What you should do - With "below" as the search word, show every line of the material that has it.

Dataset -
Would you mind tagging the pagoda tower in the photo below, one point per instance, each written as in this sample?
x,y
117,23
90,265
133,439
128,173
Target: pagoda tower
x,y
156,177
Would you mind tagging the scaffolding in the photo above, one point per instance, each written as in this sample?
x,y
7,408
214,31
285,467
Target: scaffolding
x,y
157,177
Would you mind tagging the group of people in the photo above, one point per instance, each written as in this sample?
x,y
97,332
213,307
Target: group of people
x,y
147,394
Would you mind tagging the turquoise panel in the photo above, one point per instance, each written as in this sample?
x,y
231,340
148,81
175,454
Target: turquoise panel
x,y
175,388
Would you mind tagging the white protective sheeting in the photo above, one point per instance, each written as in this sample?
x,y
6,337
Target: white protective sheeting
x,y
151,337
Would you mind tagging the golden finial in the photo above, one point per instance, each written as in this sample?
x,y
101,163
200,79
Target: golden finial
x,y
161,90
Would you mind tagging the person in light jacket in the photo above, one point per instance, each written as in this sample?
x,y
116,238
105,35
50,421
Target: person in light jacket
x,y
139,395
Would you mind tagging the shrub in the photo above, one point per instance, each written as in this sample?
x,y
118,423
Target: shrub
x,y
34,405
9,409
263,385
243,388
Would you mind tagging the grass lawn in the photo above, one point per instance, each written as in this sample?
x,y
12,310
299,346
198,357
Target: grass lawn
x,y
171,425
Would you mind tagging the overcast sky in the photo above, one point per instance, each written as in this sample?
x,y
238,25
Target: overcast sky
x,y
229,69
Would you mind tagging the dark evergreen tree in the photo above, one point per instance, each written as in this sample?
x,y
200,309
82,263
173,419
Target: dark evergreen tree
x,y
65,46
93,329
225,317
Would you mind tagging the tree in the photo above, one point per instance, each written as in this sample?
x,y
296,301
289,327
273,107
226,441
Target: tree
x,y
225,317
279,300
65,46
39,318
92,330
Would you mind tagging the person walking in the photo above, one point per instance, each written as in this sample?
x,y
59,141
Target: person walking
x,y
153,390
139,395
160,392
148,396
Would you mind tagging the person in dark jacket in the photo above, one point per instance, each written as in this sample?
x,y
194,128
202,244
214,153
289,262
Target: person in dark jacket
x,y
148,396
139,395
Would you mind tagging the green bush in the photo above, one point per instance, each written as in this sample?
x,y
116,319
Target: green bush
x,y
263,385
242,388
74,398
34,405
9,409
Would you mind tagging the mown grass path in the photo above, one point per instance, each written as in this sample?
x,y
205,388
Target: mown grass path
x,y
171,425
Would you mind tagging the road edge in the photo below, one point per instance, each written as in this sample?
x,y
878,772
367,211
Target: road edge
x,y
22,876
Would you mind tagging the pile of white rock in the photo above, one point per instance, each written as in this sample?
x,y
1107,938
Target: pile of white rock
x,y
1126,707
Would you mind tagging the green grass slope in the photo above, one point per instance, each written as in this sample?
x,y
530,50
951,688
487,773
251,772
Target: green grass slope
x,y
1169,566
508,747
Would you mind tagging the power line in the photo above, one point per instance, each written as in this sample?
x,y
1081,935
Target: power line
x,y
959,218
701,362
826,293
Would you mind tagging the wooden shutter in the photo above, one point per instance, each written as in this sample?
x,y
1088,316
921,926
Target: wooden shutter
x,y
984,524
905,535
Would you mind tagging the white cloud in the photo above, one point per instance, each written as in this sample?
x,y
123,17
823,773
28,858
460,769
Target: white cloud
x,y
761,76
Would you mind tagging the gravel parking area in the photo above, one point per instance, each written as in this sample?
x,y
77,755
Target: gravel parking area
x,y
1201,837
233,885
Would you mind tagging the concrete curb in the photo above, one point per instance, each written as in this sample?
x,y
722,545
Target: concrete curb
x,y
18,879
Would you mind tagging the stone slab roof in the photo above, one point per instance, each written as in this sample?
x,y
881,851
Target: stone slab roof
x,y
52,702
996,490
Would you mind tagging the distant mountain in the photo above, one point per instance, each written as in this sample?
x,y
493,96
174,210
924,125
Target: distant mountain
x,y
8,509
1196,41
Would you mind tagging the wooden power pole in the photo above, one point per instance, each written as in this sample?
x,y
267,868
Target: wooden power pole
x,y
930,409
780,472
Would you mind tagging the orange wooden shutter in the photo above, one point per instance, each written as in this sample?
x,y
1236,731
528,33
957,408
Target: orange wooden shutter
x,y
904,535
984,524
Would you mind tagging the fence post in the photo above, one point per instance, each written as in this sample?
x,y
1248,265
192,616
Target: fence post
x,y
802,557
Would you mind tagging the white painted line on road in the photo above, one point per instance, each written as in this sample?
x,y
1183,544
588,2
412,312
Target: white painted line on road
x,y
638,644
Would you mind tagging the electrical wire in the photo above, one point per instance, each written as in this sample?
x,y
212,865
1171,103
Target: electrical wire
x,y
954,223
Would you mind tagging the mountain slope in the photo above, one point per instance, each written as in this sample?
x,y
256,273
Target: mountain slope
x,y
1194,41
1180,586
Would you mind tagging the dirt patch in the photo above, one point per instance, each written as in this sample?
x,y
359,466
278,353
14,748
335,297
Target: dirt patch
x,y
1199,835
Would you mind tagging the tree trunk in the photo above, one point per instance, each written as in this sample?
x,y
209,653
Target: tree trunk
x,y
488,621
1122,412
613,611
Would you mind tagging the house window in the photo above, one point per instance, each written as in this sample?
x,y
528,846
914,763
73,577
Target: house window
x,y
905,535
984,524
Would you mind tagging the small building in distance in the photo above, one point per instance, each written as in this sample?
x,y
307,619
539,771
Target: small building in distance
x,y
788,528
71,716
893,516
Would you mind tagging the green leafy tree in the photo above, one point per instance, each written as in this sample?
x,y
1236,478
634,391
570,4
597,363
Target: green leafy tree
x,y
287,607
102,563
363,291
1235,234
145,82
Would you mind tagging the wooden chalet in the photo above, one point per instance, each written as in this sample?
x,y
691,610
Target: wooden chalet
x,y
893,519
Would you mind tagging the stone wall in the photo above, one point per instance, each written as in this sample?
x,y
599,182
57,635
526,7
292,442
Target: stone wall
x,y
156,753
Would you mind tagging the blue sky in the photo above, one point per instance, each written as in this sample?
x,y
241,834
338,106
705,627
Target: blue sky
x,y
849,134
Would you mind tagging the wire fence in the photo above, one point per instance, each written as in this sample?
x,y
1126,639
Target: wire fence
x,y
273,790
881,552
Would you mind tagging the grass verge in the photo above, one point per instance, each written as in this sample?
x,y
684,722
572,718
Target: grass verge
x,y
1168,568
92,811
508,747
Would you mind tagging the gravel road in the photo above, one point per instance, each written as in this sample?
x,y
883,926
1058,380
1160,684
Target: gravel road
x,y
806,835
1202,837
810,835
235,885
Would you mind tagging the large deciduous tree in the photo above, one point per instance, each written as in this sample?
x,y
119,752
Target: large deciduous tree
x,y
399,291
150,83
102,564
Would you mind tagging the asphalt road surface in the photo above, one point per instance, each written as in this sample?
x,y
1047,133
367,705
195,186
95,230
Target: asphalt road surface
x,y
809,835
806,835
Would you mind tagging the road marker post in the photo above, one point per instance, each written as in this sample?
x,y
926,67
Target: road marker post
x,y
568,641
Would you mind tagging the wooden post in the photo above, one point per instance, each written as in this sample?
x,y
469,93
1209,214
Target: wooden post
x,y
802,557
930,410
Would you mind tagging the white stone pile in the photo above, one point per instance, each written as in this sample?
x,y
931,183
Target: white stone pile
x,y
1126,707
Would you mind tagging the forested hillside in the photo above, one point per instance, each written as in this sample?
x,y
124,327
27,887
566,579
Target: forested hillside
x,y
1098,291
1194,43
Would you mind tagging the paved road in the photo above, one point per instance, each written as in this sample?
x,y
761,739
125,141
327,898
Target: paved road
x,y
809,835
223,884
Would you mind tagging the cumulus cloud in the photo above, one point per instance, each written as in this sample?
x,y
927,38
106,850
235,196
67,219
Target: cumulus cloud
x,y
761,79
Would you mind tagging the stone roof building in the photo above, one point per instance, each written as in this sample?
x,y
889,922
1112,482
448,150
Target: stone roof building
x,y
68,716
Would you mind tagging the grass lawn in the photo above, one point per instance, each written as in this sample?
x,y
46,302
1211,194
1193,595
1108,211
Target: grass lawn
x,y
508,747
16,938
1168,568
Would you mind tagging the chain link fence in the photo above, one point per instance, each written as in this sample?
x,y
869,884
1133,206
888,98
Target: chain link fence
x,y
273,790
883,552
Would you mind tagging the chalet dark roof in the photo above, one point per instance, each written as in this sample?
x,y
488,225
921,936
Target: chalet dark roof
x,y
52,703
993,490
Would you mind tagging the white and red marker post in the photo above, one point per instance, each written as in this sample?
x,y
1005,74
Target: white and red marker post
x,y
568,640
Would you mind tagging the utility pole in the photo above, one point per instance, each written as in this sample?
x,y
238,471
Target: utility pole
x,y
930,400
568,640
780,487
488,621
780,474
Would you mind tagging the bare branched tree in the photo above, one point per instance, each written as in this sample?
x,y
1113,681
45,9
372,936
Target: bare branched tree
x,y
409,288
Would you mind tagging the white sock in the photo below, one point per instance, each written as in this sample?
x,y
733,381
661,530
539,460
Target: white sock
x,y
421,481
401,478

Answer space -
Would you mind tagging the pagoda tower in the photo below, one point per instance, each written as in this sample?
Would you mind tagging the road edge in the photo below, one point per instance, each written as in this sample?
Would you mind tagging the white sock in the photo below, one point per instance, each written as in this sample?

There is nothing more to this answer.